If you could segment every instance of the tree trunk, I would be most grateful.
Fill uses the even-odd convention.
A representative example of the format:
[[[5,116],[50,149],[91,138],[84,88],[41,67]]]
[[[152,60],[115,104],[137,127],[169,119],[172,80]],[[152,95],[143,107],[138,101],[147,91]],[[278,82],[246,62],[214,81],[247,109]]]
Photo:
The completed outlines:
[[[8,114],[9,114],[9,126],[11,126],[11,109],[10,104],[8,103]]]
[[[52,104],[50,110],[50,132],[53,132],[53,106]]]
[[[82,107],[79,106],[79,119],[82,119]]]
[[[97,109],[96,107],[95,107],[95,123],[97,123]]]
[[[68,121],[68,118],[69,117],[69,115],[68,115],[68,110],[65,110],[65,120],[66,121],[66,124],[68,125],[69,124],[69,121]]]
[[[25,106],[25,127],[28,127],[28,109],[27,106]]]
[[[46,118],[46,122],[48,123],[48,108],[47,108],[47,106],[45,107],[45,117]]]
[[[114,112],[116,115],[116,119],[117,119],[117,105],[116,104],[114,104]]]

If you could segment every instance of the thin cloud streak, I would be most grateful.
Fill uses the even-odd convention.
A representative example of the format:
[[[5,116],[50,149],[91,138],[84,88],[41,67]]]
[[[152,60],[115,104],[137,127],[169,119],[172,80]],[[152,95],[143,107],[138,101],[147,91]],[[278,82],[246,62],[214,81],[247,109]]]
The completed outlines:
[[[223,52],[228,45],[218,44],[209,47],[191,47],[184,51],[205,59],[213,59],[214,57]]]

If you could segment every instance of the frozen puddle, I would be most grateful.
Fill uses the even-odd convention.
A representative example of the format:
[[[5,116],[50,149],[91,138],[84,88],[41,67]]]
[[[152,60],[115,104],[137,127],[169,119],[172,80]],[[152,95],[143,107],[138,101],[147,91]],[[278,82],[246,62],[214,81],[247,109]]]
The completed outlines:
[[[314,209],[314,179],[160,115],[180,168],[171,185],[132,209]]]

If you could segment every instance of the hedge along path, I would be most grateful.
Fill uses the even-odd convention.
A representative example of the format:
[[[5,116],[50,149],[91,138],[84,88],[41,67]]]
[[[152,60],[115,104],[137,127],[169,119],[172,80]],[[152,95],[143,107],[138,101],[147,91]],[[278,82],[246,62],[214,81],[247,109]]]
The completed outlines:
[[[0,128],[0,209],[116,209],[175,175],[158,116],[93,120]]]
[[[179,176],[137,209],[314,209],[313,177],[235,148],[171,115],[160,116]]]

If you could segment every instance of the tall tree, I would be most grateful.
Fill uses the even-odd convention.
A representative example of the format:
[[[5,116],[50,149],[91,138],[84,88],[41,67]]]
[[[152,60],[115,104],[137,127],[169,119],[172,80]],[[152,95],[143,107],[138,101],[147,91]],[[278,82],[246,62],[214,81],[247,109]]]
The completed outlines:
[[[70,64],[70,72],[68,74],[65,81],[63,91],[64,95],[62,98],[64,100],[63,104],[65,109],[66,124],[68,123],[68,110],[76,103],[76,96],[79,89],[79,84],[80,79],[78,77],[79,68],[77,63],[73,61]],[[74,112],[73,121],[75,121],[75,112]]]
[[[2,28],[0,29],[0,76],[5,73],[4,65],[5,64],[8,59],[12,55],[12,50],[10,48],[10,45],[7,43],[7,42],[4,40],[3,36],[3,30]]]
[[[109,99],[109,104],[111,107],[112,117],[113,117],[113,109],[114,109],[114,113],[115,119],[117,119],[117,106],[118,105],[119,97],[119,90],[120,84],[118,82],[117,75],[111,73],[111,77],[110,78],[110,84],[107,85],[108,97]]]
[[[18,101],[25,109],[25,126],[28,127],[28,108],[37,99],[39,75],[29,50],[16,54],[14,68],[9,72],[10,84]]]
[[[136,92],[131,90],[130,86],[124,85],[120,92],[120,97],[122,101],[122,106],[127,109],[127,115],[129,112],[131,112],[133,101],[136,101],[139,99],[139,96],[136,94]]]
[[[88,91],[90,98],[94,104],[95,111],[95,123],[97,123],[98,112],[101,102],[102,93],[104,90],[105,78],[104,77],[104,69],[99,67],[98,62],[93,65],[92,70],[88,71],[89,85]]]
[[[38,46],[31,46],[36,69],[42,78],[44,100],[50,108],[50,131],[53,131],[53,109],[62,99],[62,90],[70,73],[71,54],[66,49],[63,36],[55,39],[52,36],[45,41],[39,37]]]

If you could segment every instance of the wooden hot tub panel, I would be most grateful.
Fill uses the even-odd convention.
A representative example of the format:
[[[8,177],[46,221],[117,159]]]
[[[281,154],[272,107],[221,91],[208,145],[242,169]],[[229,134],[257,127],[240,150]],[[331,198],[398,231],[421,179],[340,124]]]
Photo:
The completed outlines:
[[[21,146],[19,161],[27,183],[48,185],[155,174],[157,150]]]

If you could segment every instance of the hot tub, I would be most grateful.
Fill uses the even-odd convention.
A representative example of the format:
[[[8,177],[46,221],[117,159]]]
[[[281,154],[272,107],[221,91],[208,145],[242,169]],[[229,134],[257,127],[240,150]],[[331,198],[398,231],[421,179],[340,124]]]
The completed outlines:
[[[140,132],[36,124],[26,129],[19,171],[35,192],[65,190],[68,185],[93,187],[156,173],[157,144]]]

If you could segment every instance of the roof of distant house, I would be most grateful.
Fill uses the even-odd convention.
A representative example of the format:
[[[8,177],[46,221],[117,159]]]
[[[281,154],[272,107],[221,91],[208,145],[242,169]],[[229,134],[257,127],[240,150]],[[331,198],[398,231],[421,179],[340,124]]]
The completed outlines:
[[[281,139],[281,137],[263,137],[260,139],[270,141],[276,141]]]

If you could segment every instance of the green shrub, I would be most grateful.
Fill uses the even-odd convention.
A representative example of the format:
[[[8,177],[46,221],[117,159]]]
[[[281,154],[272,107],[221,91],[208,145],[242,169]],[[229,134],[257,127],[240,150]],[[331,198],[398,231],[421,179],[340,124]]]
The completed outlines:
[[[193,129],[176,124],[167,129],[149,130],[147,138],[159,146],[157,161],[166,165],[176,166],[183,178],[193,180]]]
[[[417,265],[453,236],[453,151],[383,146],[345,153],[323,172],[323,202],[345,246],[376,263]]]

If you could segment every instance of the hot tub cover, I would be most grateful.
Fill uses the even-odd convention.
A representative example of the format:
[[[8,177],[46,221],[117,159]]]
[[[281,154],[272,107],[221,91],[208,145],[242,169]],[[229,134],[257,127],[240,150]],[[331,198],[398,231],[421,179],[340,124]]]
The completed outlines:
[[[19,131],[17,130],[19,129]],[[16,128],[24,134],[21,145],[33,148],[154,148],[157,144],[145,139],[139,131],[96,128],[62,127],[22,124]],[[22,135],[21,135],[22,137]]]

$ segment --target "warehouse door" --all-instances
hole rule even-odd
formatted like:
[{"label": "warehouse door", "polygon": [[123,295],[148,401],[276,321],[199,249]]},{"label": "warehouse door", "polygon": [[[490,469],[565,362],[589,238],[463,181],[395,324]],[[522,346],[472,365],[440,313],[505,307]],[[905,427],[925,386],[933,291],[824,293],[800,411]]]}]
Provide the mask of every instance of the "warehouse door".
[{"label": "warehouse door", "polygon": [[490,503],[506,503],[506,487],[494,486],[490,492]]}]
_ _ _ _ _
## [Task goal]
Give the lines of the records as a JSON list of strings, one string per line and blank lines omitted, starting at the line that contains "If you could segment every instance of the frozen" and ending after the line that contains "[[[314,209],[314,179],[160,115],[180,168],[171,185],[132,209]]]".

## [Task response]
[
  "If you could segment every instance of the frozen puddle, I would be most grateful.",
  "Fill uses the even-odd convention.",
  "A representative example of the format:",
  "[[[5,116],[50,149],[91,138],[84,88],[41,67]]]",
  "[[[152,60],[115,104],[137,127],[169,119],[172,80]],[[152,95],[143,107],[138,101],[147,91]],[[278,82],[246,62],[214,81],[247,109]]]",
  "The completed outlines:",
  "[[[314,209],[314,179],[160,115],[180,168],[171,185],[132,209]]]"
]